───── TEXT EXCERPT

After Life has been voted the UK’s best modern comedy. Seriously?

The votes are in, the ballots cast; if you are still in line, please turn around and meekly walk home. That’s right, the nation has had its say on the best comedy TV show of the modern era (post-2010). And the winner is, erm, Ricky Gervais’s After Life.

If you’re scratching your head and thinking, “wait, what?”, that’s entirely fair. Here’s a brief and entirely non-exhaustive list of some of the great UK comedies to have emerged over the past 16 years: The Trip, The Detectorists, Fleabag, Alan Partridge’s Mid Morning Matters, This Country, Derry Girls, Stath Lets Flats, Ghosts, Catastrophe, Here We Go and Chewing Gum. That’s a lot of good television. Only some of these feature on Radio Times’ poll of our best modern comedies, but even those that do received far fewer votes than After Life.

Released on Netflix in three series between 2019 and 2022, After Life stars Gervais as a foul-mouthed and misanthropic widower adjusting to life after profound grief. It is also a show about how much Ricky Gervais really likes his dog. Some people, including myself, found it mawkish, cynical and lacking in laughs – a far cry from Gervais’s unimpeachable best work (namely, The Office). Many others, however, liked it a great deal – including some people who weren’t among the ranks of the Radio Times’s public voting body. But the best modern comedy?

Polls like this one are, to some extent, a fool’s errand – a random and meaningless arbitration on something that fundamentally boils down to personal taste. They are designed to provoke and annoy, and if you’re anything like me, this one sure managed that. But they are also useful, when it comes to understanding a media landscape, understanding what “good TV” even looks like, in the popular imagination. It’s probably true that After Life would not have swept the ranking had it not been for Gervais’s large, zealous online following, true too that After Life’s crown is, more than anything, a reflection of Netflix’s enviable reach and market dominance. (Gervais, to be fair, admitted as much, conceding to the Radio Times that it had topped the poll in part “because it’s on Netflix, the biggest platform in the world, with 300 million subscribers”.)

Significantly, Netflix’s global, no-borders distribution model means that After Life has never felt like an idiosyncratically British concoction; it is popular oversees in a way that something like Stath Lets Flats is not.

──────────
───── ENTRIES SUPPLIED

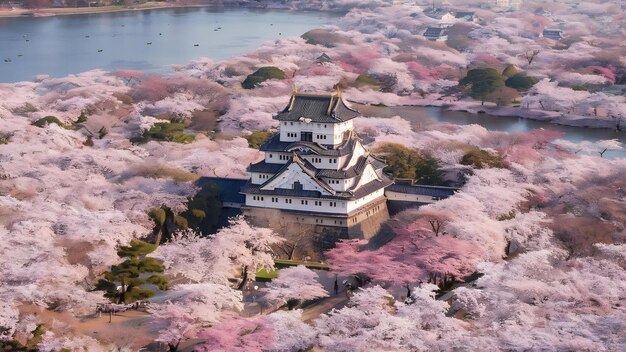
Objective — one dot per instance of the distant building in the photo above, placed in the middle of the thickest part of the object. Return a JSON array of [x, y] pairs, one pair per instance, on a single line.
[[323, 59], [552, 33], [438, 34], [317, 168], [506, 4], [465, 15], [441, 14]]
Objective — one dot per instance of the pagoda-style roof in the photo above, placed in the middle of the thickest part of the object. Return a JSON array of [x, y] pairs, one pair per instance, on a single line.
[[361, 192], [353, 171], [317, 108]]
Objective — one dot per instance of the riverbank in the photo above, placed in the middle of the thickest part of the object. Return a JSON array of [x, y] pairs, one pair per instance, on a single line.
[[90, 10], [475, 108]]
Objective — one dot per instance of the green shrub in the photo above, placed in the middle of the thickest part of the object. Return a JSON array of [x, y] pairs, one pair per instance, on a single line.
[[25, 109], [5, 138], [166, 131], [181, 222], [510, 71], [261, 75], [366, 80], [258, 138], [480, 159], [521, 82], [507, 216], [136, 248], [204, 209], [137, 294], [158, 215], [82, 118], [102, 132], [159, 281], [42, 122]]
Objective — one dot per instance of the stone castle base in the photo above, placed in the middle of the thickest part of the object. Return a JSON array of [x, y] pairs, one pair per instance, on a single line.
[[313, 232]]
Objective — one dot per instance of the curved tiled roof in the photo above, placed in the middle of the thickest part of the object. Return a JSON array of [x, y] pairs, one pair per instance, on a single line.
[[317, 108], [364, 190]]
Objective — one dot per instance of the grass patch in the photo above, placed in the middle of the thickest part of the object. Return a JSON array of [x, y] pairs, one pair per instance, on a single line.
[[44, 121], [366, 80], [5, 138], [264, 275], [261, 75], [25, 109], [282, 263], [166, 131], [258, 138], [481, 159]]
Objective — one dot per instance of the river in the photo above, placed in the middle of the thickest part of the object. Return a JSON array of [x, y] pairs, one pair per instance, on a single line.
[[62, 45], [421, 117]]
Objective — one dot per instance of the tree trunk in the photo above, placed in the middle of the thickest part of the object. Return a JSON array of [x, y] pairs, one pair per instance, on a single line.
[[244, 278]]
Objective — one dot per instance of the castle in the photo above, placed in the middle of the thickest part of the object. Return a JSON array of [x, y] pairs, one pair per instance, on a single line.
[[317, 170]]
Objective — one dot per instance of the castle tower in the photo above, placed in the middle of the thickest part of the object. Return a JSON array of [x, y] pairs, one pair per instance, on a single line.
[[317, 169]]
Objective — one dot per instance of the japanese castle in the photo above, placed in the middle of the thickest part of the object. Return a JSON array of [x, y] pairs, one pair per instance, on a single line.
[[317, 169]]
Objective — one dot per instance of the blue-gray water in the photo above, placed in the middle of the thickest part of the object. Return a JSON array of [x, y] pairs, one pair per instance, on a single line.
[[423, 116], [59, 45]]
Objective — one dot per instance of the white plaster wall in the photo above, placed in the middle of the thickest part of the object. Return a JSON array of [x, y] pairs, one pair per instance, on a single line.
[[323, 162], [296, 204], [274, 157], [332, 131], [342, 185], [259, 178], [409, 197], [292, 174], [357, 203]]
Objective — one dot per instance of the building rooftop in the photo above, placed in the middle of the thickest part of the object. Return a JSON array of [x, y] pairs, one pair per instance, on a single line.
[[229, 188], [464, 14], [362, 191], [435, 32], [432, 191], [274, 144], [317, 108]]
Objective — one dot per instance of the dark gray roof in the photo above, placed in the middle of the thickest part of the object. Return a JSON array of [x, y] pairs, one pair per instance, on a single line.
[[324, 58], [319, 108], [264, 167], [229, 188], [553, 33], [434, 32], [307, 167], [432, 191], [464, 14], [364, 190], [275, 145], [355, 170]]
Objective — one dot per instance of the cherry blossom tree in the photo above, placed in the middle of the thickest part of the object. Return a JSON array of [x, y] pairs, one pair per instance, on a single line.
[[295, 284]]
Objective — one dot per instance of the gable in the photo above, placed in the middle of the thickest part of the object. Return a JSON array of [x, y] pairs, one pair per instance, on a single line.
[[291, 174]]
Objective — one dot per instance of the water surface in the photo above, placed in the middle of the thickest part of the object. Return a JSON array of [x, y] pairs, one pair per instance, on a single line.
[[61, 45], [421, 117]]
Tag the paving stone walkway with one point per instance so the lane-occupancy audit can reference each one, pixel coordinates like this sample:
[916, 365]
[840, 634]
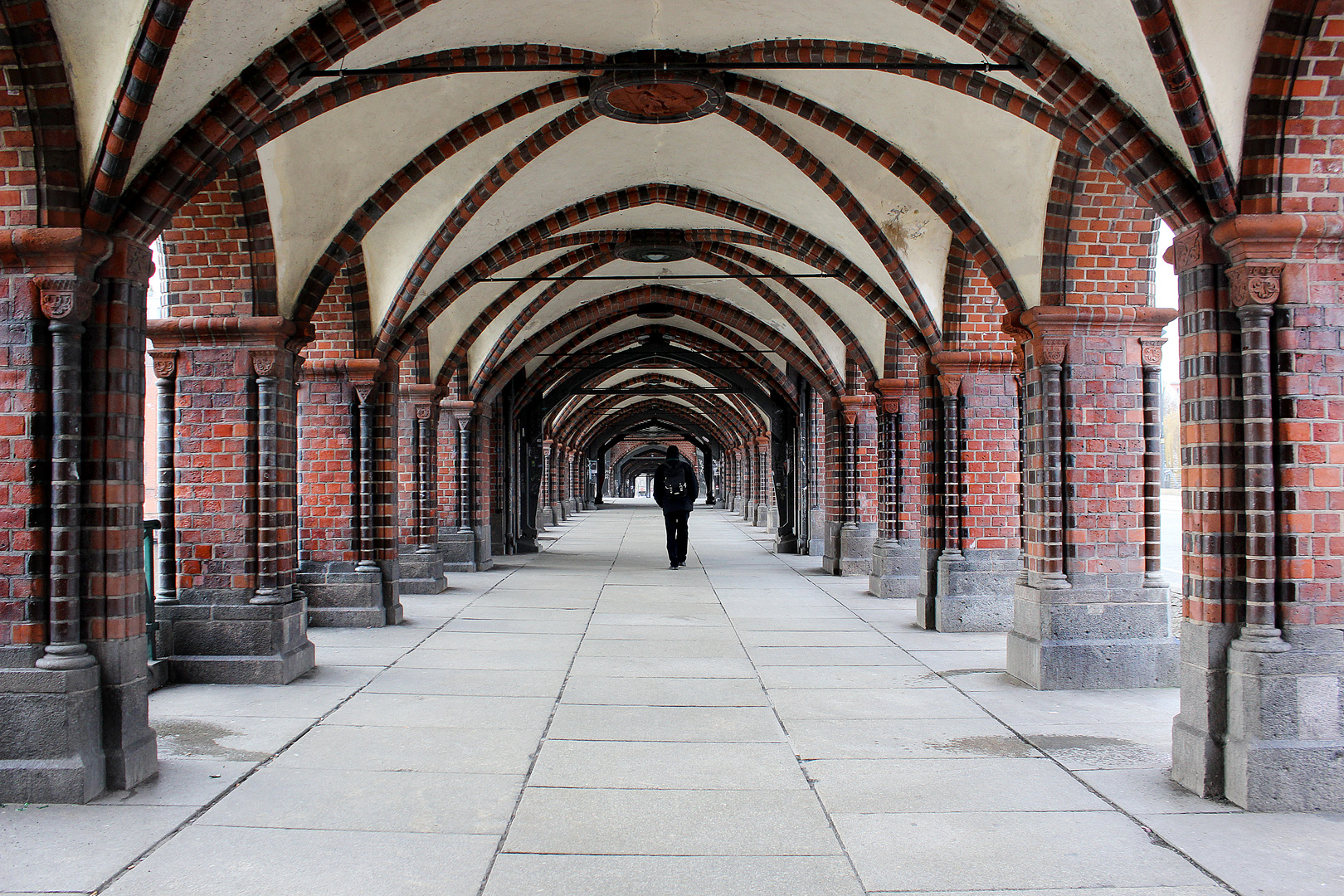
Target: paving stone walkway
[587, 723]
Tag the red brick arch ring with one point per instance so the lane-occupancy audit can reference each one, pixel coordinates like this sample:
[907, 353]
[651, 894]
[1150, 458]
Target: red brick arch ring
[202, 147]
[541, 236]
[592, 261]
[711, 314]
[555, 373]
[760, 370]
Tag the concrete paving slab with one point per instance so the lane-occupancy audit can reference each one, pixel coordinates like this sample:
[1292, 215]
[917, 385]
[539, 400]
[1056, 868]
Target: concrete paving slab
[587, 722]
[663, 766]
[528, 874]
[383, 637]
[1030, 709]
[957, 660]
[494, 751]
[665, 692]
[244, 861]
[1110, 746]
[535, 599]
[676, 822]
[56, 848]
[663, 648]
[877, 703]
[249, 739]
[668, 616]
[332, 676]
[659, 635]
[830, 657]
[359, 655]
[437, 711]
[1149, 791]
[1262, 853]
[358, 800]
[539, 660]
[180, 782]
[903, 739]
[1210, 889]
[481, 683]
[778, 624]
[947, 785]
[483, 610]
[1012, 850]
[520, 626]
[498, 641]
[850, 677]
[786, 638]
[914, 638]
[225, 702]
[665, 668]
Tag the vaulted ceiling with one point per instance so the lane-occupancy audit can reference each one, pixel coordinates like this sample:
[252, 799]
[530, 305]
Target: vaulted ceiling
[867, 176]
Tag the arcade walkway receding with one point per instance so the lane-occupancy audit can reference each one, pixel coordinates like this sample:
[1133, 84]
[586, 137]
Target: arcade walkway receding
[587, 722]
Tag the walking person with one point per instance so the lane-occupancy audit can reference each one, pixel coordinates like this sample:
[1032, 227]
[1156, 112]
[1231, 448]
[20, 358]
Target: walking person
[675, 489]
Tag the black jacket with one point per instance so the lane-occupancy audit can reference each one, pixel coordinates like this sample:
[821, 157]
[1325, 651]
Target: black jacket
[670, 504]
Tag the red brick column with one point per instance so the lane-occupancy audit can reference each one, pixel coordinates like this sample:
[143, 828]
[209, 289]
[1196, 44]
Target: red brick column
[981, 558]
[71, 594]
[331, 496]
[238, 617]
[765, 485]
[1285, 668]
[1088, 616]
[420, 563]
[851, 535]
[895, 555]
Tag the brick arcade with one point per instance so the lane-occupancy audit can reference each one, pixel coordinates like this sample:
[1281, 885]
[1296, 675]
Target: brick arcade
[370, 371]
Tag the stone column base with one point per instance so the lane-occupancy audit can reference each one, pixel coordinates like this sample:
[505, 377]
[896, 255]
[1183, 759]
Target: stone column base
[849, 550]
[340, 598]
[129, 744]
[459, 551]
[422, 572]
[1199, 730]
[485, 558]
[1092, 638]
[51, 739]
[894, 571]
[1283, 723]
[240, 642]
[975, 592]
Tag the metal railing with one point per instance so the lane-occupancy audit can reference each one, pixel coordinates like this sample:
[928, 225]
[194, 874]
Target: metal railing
[151, 622]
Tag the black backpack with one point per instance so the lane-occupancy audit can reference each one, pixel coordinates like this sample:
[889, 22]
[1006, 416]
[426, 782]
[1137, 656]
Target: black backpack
[674, 481]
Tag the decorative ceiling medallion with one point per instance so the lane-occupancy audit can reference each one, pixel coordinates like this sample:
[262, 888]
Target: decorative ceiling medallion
[655, 247]
[656, 95]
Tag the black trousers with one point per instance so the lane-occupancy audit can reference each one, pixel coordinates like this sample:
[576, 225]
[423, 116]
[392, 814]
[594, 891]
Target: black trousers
[675, 522]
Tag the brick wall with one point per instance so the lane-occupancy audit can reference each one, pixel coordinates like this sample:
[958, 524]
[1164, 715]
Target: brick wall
[991, 512]
[24, 373]
[1294, 124]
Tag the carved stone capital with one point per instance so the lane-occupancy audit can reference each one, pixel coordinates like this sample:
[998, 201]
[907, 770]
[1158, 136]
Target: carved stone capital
[1255, 282]
[264, 363]
[1191, 249]
[1054, 349]
[129, 261]
[166, 362]
[65, 299]
[850, 406]
[1152, 351]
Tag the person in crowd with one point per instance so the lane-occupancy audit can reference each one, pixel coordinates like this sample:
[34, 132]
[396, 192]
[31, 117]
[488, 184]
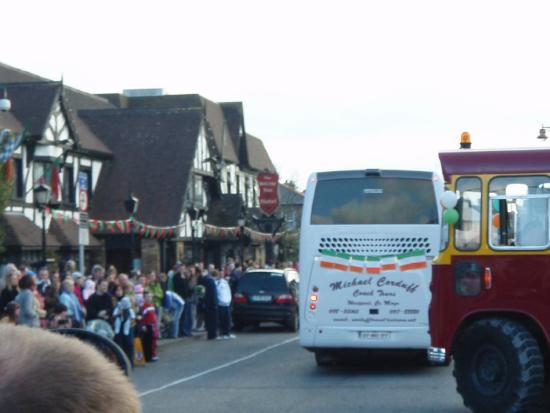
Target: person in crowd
[11, 288]
[200, 307]
[43, 280]
[173, 304]
[100, 303]
[51, 295]
[89, 289]
[98, 273]
[124, 317]
[211, 303]
[79, 281]
[29, 313]
[11, 314]
[59, 318]
[234, 277]
[183, 288]
[70, 268]
[69, 299]
[224, 305]
[155, 288]
[171, 273]
[48, 373]
[139, 289]
[112, 273]
[149, 327]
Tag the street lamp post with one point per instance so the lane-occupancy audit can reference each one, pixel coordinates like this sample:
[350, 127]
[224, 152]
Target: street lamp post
[131, 205]
[241, 221]
[42, 198]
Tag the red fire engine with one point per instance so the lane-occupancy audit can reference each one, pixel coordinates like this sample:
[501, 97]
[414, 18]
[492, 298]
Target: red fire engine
[490, 307]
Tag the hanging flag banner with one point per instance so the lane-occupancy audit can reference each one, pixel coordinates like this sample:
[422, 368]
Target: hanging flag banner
[268, 182]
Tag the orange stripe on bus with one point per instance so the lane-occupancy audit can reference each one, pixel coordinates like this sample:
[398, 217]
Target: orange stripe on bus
[327, 264]
[414, 266]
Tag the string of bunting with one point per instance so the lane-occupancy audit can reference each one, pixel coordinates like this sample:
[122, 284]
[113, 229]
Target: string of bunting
[124, 226]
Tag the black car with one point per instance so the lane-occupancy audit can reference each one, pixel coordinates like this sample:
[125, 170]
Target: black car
[267, 295]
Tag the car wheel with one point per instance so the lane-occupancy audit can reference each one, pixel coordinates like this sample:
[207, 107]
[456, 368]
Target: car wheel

──────────

→ **TASK TO CARRY OUT**:
According to the piece on the After Life comedy poll, how many series of After Life were released on Netflix, and over what years?

→ **FULL RESPONSE**:
Three series, between 2019 and 2022.